Conformal coating application process FAQ’s

Summary

Which conformal coating application method should I choose? Do I dip, spray or brush?

Application selection depends on several criteria including areas such as material selection, volume of PCBs to be coated, budget, throughput speed, type of coverage required and ease of masking. Unfortunately, it can be a combination of factors that effect choice rather than individual factors and it is important to look at all the information collectively. For example, do not choose a material first and then select the equipment after. This could be extremely costly!

So how do SCH do this when quotations are prepared in our coating service?

Well, the first question that is asked is what material is to be used?

This can be critical since some coatings lend themselves to spray processing compared to dip and vice versa. For example, a moisture cure coating is not ideal for dipping since eventually the whole dip tank will cure without inerting precautions which can be an expensive exercise!

Other factors like volume and throughput are also important. It would be easy to choose selective robotic coating for all boards, assuming an automation process would be the most cost effective. However, cost of set up and program time against volume need to be considered. Also, some PCBs just don’t coat well on a robot or the application finish requirements are too stringent to complete with a selective spray system.

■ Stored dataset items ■
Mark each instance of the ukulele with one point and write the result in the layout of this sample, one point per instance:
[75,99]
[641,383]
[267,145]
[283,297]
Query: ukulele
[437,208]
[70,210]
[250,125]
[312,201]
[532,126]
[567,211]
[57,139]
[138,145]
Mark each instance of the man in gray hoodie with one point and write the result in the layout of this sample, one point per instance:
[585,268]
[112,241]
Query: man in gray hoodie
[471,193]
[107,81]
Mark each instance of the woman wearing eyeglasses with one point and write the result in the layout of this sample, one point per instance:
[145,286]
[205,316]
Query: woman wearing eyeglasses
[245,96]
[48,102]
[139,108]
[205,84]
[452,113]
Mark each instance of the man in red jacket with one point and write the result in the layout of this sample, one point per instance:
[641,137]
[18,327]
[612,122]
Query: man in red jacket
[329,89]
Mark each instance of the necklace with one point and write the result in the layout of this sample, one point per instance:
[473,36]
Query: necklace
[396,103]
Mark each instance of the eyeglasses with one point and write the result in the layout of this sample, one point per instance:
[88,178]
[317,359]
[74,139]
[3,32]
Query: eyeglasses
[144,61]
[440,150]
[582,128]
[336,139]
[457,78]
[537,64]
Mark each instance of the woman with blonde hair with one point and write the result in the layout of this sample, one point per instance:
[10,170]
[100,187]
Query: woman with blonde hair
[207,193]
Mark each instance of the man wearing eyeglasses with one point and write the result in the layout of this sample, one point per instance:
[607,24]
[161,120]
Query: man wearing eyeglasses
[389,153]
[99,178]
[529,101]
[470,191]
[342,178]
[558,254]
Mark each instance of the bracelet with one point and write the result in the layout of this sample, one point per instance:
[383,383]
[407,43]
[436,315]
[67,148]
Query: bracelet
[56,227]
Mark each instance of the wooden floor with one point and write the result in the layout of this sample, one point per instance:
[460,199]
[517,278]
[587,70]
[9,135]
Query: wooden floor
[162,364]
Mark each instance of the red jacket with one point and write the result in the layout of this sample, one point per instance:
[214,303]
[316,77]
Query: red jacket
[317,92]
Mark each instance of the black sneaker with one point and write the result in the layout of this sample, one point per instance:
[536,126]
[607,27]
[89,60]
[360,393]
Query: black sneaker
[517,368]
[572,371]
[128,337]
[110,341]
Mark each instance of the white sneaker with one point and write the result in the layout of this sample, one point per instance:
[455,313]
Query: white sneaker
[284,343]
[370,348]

■ Short exercise A ■
Rewrite the part of the coating FAQ that opens with "Conformal coating application process" and closes with "be extremely costly!", putting "available funds" in place of "budget".
■ Short exercise B ■
According to the coating FAQ, why is a moisture cure coating not ideal for dipping?

■ Correct response A ■
Conformal coating application process FAQ’s

Summary

Which conformal coating application method should I choose? Do I dip, spray or brush?

Application selection depends on several criteria including areas such as material selection, volume of PCBs to be coated, available funds, throughput speed, type of coverage required and ease of masking. Unfortunately, it can be a combination of factors that effect choice rather than individual factors and it is important to look at all the information collectively. For example, do not choose a material first and then select the equipment after. This could be extremely costly!

■ Correct response B ■
Without inerting precautions, the whole dip tank will eventually cure, which can be expensive.